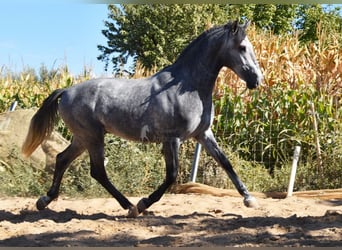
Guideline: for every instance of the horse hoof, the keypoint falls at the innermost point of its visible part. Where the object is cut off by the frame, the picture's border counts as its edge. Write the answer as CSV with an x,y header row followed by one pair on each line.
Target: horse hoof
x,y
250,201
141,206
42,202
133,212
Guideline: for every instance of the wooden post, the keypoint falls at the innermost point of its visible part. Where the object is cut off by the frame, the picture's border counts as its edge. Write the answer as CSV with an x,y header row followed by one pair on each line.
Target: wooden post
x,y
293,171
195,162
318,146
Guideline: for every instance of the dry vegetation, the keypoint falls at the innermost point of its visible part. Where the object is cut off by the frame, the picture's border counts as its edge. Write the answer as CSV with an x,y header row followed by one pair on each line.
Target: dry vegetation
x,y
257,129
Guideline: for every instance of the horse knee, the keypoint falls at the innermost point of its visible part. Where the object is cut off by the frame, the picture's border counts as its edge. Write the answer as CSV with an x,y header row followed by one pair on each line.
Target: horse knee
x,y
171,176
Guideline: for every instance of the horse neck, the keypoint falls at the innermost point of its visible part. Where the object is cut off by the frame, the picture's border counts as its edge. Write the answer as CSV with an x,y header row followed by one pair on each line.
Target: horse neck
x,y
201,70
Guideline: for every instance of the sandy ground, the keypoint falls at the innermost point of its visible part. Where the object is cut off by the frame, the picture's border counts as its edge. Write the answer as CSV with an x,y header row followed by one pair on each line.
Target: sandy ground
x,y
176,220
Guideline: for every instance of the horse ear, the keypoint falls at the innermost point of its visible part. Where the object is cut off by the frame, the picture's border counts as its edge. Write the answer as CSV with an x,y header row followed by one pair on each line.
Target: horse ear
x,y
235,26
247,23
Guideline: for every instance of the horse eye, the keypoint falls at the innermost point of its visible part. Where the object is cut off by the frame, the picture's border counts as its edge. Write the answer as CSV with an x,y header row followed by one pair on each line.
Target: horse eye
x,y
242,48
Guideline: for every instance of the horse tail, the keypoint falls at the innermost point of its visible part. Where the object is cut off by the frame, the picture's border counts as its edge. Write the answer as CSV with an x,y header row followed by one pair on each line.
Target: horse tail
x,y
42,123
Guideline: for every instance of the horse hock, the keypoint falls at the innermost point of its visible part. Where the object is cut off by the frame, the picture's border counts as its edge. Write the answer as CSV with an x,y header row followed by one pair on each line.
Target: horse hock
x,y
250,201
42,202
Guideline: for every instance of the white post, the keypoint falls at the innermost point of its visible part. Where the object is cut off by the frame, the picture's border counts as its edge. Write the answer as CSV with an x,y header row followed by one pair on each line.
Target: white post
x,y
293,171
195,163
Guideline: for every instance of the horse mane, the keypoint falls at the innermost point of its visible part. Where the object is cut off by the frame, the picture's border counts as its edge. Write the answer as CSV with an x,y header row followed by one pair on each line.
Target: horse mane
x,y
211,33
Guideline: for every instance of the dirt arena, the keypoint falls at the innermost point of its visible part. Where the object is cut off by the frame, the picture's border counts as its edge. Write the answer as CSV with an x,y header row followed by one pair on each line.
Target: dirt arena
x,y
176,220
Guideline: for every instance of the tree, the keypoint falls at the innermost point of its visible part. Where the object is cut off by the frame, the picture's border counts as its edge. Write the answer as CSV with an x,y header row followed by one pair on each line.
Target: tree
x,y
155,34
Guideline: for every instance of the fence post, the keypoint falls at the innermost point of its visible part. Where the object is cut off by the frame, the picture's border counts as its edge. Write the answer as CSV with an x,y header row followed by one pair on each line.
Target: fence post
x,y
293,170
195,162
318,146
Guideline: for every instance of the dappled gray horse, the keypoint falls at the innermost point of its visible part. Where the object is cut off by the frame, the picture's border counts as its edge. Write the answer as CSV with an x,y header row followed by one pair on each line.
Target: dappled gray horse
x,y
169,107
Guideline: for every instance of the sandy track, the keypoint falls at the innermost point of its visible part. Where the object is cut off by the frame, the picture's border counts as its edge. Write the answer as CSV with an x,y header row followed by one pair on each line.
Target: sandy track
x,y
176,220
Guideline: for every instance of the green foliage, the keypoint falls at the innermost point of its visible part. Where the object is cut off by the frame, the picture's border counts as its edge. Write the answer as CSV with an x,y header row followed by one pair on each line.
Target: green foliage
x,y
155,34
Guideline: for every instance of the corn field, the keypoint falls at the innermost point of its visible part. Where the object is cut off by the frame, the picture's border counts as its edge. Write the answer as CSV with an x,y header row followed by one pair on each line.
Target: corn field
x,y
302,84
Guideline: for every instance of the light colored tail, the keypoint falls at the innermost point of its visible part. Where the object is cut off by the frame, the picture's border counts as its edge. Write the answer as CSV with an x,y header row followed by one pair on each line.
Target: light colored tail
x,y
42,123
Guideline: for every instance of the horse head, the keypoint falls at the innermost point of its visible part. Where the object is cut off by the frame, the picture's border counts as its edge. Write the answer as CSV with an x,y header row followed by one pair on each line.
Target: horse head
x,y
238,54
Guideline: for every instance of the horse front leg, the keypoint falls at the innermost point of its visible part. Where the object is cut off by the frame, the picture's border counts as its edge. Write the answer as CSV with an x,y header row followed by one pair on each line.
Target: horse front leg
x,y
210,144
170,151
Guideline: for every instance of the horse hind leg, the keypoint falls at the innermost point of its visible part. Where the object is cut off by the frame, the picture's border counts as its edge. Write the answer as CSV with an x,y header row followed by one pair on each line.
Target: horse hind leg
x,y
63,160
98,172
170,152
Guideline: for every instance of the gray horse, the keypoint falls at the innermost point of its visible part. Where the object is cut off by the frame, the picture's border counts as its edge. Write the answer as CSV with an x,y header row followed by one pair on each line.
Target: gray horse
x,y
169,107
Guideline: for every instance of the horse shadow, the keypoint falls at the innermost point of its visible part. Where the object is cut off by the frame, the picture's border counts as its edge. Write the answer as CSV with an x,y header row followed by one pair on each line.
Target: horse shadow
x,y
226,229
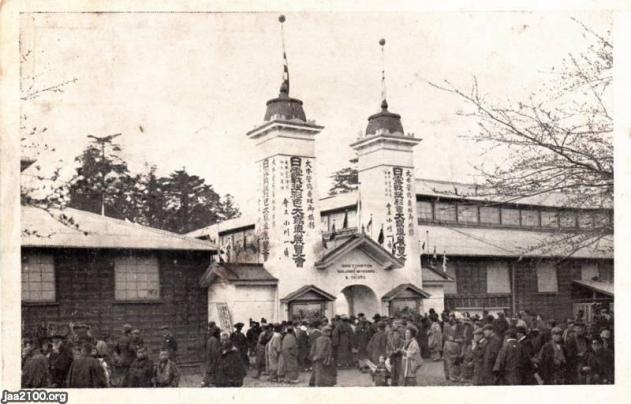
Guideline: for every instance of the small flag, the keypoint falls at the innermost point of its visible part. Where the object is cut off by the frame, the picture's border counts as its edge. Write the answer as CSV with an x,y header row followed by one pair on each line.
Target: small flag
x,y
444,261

• _Aim of the exercise_: In the copy, omit the pictures and reproduce every entry exactly.

• _Solution_:
Guideline: for every instance of the horse hoof, the keypoint falls at the innermost point of its visible part. Where the object is cut off by the frame, the picture's border counts as its edge. Write the answer as CSV with an x,y header row followed by one pair on each line.
Target: horse hoof
x,y
250,201
141,206
42,202
133,212
Guideline: for every instance of the wooden post, the keypoint falls at the innermost point of its visible part. Where the object is cut off by the frame, the picture's border counts as its edge. Write the answer as CSV with an x,y header row followed by one pair on each line.
Target: wooden post
x,y
293,171
195,162
318,146
Guideline: for every instance of the dry vegetation, the keypoint falls at the innermost point of its visible part. Where the object is cut off by the frame, the picture's border counts as its edge. Write the answer as CSV with an x,y header row followed by one pair on each line.
Target: dry vegetation
x,y
257,129
Guideline: for every instance of the horse knee, the keypoint falls at the innermost point of its visible part. Where the object is cut off by the frame, the picture's border counts as its edge. Write the answer as CSV with an x,y header row followed by one pair on each line.
Target: horse knee
x,y
171,176
Guideline: for every instance of the horse neck, the keypoint falls at the innermost point of its visible part. Where the object is cut off by the frame, the picture's border counts as its edge. Write the answer as CSV with an x,y header row followed by one pair on each line.
Target: horse neck
x,y
201,70
Guideline: for every instance of the sandy ground, the keypoint falls at the innermost point of its visible part. Where the object is cut off by the frame, the picture's border counts as its edge. Write the answer as CSV with an x,y header row followed by one pair on each line.
Target: sandy ground
x,y
176,220
Guideline: for every instance of the horse ear, the keypoint falls at the innermost point of its visible part. Where the object is cut off by the frame, the picture's border counts as its edge. Write the answer as CSV with an x,y header row followed by one pair on each line.
Target: horse ear
x,y
235,26
247,23
Guideline: for every instance of the horse eye, the keypoint falls at the innermost point of its visible part. Where the object is cut off by the frame, the picture's border counts as its edge. Write the answer as CSV with an x,y header row followed by one pair on each line.
Target: horse eye
x,y
242,48
Guideline: for every instance of the horse tail, the keypoint falls at the innermost point of its visible part. Where the object is cut off by the frame, the picture's border counts as its edge. Write the answer as CSV with an x,y header row followed by one pair on each line.
Target: horse tail
x,y
42,123
Guideline: for every instance of the horse hock, the keypoint falls at the innermost point of its visible part. Where the object is cut off by the frame, the picture's border counts as its edge. Write the answer as CSV with an x,y header row followed by one pair on each line.
Target: horse hock
x,y
250,201
42,202
Guideline: for every instance of the white post, the keypoint falls at the innermost point of its visible part. Where the object is cut off by the frame, the picture's border counts as its edge. Write the answer as CSV with an x,y header row followed by one pair on each line.
Target: white post
x,y
293,171
195,163
Guideline: for every instance of the horse mane, the keypoint falls at the innermost point of its visible part. Where the object is cut off by the frame, the picture's border counts as its edge. Write the answer as CSV with an x,y header row followed by one pair on each line.
Target: horse mane
x,y
211,33
Guideline: for every instance of the dirt arena, the keypoint falls at the innermost point of its visible part. Where the object is cut off by the frame, the picture's border counts as its edge. Write the answer as CSV with an x,y header row followed by one pair on each line.
Target: dirt arena
x,y
176,220
Guideline: for every instance of the tree, the keypoint falls at the innermost point of its visible part. Where the object is cut off by the frame, the picture's border counts as its edge. Write the answer as CSV with an x,y header row followed by one pair on each line.
Target: tree
x,y
155,34
Guideline: for every instance of the fence post, the keypoint falls at the innermost point of its visible part. Where the object is cut off by the frame, the picture's border counts as its edge. Write the answer as CSV with an x,y header row followed by one pair on each line.
Target: fence post
x,y
293,170
195,162
318,146
Guideline: for every instance of the dappled gray horse, the keypoint falls at the innermost point of its visible part. Where the object is cut off by the frame, the picture's border counts as its edge. Write the answer as CSV with an x,y header row followed by one pair on each line.
Target: dappled gray horse
x,y
169,107
Guideline: for every instance of the sandy track, the keypoint falls at the innermost point of its visible part. Where the object is cut off by the frame, the picture's border counts as its edge. Write the answer as CSV with an x,y header row followed by one pair on each line.
Target: sandy track
x,y
176,220
Guideline: for every instance of the green foliage, the keypoint falls at the innermost point of its visible part. Where the object is cut off by the frame, the picture's border counts as its edge. Write the answer as CSV with an x,y header row followed by one pair on each line.
Target: green foliage
x,y
155,34
Guideline: for every instance of the corn field, the keypoint falls at the innermost point of its visible part. Where the object is cut off by the frame, the picture's border counts as its edge. Write the answer as CSV with an x,y header row followed by one pair on each line.
Target: corn field
x,y
302,84
Guideline: for every instance of the light colored tail, the keypoint falls at the innermost point of its visible part. Where the object is cut off by the frame, the picture's border counts as its edge. Write the answer as CSV with an x,y header row followed by one pair on each line.
Target: light colored tail
x,y
42,123
Guideline: for every instance of the horse head, the keypoint falls at the innermost point of its visible part. Where the object is cut off by the frame, the picture's border counts as its edge. Write the answer as CSV with an x,y header row followed by one pair on each line.
Target: horse head
x,y
238,54
Guideline: for every instance of the horse front leg, the keypoint falls at the innermost point of its visible part. Where the object is cut off by the frame, the picture's border counts as its edge. Write the answer as CSV with an x,y header row followed by one pair on each line.
Target: horse front leg
x,y
210,144
170,151
Guideline: for every instance of the horse hind leg, the keypoint falls at the innermost point of its visible part. Where the object is cut off by the frame, the picture's border counts as its edge. Write the answer as CSV with an x,y header row followed by one pair on each line.
Target: horse hind leg
x,y
63,160
98,172
170,152
Guideline: for every instance of the gray horse, the keypoint falls at the innermost point of its visible part. Where the object is cut off by the frame, the picture's border counts as its edge. Write the answer as CSV with an x,y header row followed by one pair on each line.
Target: gray horse
x,y
169,107
Guideline: for every instance of the horse shadow, the keypoint falls at the innermost point of its visible part. Where the object is cut off by the frame, the picture's border counts as its edge. Write the answer as CSV with an x,y header row followed by one pair on each line.
Target: horse shadow
x,y
226,229
Guideline: for every instance of the small flag, the keypoint falls at the innermost point of its visible part. Where the object is cut off by the frame, the picture's border counts as its edge. Write the answer as CSV with an x,y header row followed by one pair on each line.
Target: small flag
x,y
444,261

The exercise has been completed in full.